- _CONSEGNA 1_:
Ricopia senza alcuna modifica le righe delle voci dall'inizio fino alla riga che contiene "47), (163, 41)]", inclusa.

- _BRANO_:
↓↓↓

Amato, Ansedonia, miopie agostane e una lezione dal '92

Venerdì mattina sento al telefono Giuliano Amato da Ansedonia. Mi racconta che la sua lettera domenicale (è oggi in prima pagina sul nostro giornale) sarà un appello a Herman Van Rompuy, presidente del Consiglio europeo, chiede che si faccia sentire con la signora Merkel e monsieur Sarkozy, e ricordi loro che sull'Europa si decide a Bruxelles e non altrove. Se c'è e vuole continuare a esistere, questo politico belga sconosciuto ai più deve battere un colpo. Per lui, ma anche per noi, e – cosa che sfugge agli interessati – anche per i tedeschi e i francesi. Se un uomo che si chiama Helmut Kohl si lascia scappare che la signora cancelliera sta «rompendo la mia Europa», c'è materia su cui riflettere e, magari, anche per capire qualcosa di più delle turbolenze dei mercati di questi giorni.
Spengo il cellulare e mi viene in mente un altro racconto agostano che nasce e finisce sempre ad Ansedonia e ha come protagonista l'allora presidente del Consiglio. Questo episodio mi è stato confidato da lui personalmente un po' di anni fa e ne ho già scritto in passato, ma mi sembra giusto riproporlo in questo momento. L'anno è il '92, la lira fatica, Amato è molto preoccupato. Riservatamente il 27 agosto lascia Ansedonia, sale su un aereo di Stato a Grosseto e vola nella casa di campagna di Pierre Bérégovoy, primo Ministro francese, per convincerlo a pilotare con lui un riallineamento perché franco, sterlina e lira non ce l'avrebbero potuta fare a tenere fino al
20 settembre, giorno in cui si sarebbe votato per Maastricht. La risposta fu onesta ma ferma: «Caro Giuliano, non posso, il sì è sotto nei sondaggi, se faccio scendere il franco i miei cittadini lo interpretano come un oltraggio che l'Europa fa alla Francia e il referendum non passa». Amato ricorda
il finale dell'incontro: «Insistetti, "Guarda Pierre che prima del 20 succederà qualcosa, non ce la possiamo fare". Nulla, fu irremovibile. Finii la mia tazza di tè e rientrai ad Ansedonia». Vi ricorda qualcosa?
Un altro episodio di quei giorni avviene sempre nella stanza di Amato, questa volta a Palazzo Chigi, un paio di settimane dopo. È presente Ciampi, allora governatore della Banca d'Italia, e il suo consigliere Alfonso annuncia che il governatore della Bundesbank lo cerca al telefono. Ciampi esce e torna cereo: «Mi ha detto che da lunedì non cambia più lire con marchi». La prima reazione fu di disappunto: «Non possono fare questo». Invece potevano perché si scoprì che il governatore della Bundesbank aveva inviato una lettera riservata al suo Governo con la quale accettava le clausole del sistema monetario ma a patto che non mettessero a repentaglio la stabilità del marco. Anche John Major, interpellato al telefono, rispose altezzoso: «Se vuoi svaluta tu, la sterlina non ne ha bisogno». Nel weekend successivo svaluta solo la lira, ma tre giorni dopo la sterlina vola fuori dallo Sme, qualche settimana e parte l'attacco al franco che viene salvato a patto di allargare la fascia di oscillazione dal 2,5 al 15 per cento. Dopo, molto dopo, il re marco deve cedere il passo all'euro. È possibile che la storia non insegni nulla?

↑↑↑

- _VOCI FORNITE_:
↓↓↓

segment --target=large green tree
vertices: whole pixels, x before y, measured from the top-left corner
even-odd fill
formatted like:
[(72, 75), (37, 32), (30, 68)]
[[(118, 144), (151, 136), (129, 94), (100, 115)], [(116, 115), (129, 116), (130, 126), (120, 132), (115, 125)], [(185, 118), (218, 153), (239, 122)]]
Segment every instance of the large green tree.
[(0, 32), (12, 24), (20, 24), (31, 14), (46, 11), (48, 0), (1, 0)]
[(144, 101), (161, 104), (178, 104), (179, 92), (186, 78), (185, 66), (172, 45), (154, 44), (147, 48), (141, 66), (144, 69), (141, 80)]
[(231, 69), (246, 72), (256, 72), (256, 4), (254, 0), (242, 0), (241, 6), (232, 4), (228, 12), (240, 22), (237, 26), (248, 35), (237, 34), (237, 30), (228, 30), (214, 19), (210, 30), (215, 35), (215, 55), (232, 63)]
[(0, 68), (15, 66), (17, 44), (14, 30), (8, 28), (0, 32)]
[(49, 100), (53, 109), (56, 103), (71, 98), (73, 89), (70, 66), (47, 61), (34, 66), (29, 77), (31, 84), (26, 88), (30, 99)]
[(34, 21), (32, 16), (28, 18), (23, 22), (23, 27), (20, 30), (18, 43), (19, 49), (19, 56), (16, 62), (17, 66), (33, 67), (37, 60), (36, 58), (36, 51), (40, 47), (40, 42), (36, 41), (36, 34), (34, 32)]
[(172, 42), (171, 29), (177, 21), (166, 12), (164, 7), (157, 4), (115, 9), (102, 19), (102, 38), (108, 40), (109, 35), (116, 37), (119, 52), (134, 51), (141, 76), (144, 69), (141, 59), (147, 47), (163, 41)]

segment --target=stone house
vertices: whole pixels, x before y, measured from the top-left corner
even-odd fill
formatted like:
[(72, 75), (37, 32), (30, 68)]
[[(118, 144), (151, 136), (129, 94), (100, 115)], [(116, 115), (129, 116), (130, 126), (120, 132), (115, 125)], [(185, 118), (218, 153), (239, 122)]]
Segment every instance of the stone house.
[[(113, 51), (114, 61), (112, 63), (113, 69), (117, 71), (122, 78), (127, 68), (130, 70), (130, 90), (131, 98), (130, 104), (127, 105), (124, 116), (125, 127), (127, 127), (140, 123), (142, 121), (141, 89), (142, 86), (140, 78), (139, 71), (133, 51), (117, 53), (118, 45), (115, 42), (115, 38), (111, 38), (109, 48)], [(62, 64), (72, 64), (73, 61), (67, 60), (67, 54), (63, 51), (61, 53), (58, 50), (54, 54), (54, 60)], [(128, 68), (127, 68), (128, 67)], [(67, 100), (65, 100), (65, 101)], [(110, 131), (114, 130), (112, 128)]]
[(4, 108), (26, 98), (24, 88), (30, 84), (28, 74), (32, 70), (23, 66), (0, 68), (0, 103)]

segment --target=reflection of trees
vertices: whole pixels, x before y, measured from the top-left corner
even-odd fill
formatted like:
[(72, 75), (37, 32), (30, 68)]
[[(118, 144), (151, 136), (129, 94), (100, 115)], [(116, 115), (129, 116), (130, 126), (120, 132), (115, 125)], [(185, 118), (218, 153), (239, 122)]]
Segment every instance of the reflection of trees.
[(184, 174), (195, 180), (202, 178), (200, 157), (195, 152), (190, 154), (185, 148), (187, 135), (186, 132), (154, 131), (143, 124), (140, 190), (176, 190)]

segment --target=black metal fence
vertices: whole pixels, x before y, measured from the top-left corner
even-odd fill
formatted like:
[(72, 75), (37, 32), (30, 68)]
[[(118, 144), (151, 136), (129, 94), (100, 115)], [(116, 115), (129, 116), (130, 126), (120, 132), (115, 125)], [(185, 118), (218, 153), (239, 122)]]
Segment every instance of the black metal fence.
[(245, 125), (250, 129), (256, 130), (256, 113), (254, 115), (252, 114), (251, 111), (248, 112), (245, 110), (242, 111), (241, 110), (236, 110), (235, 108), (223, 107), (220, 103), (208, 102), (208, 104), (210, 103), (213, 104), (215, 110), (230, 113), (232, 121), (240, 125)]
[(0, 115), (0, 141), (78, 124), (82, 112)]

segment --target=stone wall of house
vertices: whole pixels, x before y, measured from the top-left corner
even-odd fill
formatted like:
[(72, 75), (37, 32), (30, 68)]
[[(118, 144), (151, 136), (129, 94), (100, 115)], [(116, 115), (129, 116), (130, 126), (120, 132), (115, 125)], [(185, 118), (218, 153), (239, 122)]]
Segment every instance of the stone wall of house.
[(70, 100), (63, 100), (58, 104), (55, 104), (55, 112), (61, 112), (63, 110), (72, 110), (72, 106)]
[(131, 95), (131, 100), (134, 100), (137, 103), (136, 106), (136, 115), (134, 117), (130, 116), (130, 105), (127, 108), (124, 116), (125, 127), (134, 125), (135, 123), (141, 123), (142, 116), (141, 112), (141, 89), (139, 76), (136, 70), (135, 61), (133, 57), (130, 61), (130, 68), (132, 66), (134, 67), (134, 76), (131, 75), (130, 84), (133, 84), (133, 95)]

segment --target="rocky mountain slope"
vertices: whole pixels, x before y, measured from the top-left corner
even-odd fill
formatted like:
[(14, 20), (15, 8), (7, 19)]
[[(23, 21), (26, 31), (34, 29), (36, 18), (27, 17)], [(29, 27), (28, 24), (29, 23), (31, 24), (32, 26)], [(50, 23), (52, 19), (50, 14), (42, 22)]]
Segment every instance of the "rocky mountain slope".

↑↑↑

- _CONSEGNA 2_:
Secondo il brano, in quale giorno del 1992 Amato lasciò Ansedonia per volare da Bérégovoy?

- _RISPOSTA COMPLETA 1_:
segment --target=large green tree
vertices: whole pixels, x before y, measured from the top-left corner
even-odd fill
formatted like:
[(72, 75), (37, 32), (30, 68)]
[[(118, 144), (151, 136), (129, 94), (100, 115)], [(116, 115), (129, 116), (130, 126), (120, 132), (115, 125)], [(185, 118), (218, 153), (239, 122)]]
Segment every instance of the large green tree.
[(0, 32), (12, 24), (20, 24), (31, 14), (46, 11), (48, 0), (1, 0)]
[(144, 101), (161, 104), (178, 104), (179, 92), (186, 78), (185, 66), (172, 45), (154, 44), (147, 48), (141, 66), (144, 69), (141, 80)]
[(231, 69), (246, 72), (256, 72), (256, 4), (254, 0), (242, 0), (241, 6), (232, 4), (228, 12), (240, 22), (237, 26), (248, 35), (237, 34), (237, 30), (228, 30), (214, 19), (210, 30), (215, 35), (215, 55), (232, 63)]
[(0, 68), (15, 66), (17, 44), (14, 30), (8, 28), (0, 32)]
[(49, 100), (53, 109), (56, 103), (71, 98), (73, 89), (70, 66), (47, 61), (34, 66), (29, 77), (31, 84), (26, 88), (30, 99)]
[(34, 21), (32, 16), (28, 18), (23, 22), (23, 27), (20, 30), (18, 43), (19, 49), (19, 56), (16, 62), (17, 66), (33, 67), (37, 60), (36, 58), (36, 51), (40, 47), (40, 42), (36, 41), (36, 34), (34, 32)]
[(172, 42), (171, 29), (177, 21), (166, 12), (164, 7), (157, 4), (115, 9), (102, 19), (102, 38), (108, 40), (109, 35), (116, 37), (119, 52), (134, 51), (141, 76), (144, 69), (141, 59), (147, 47), (163, 41)]

- _RISPOSTA COMPLETA 2_:
Il 27 agosto.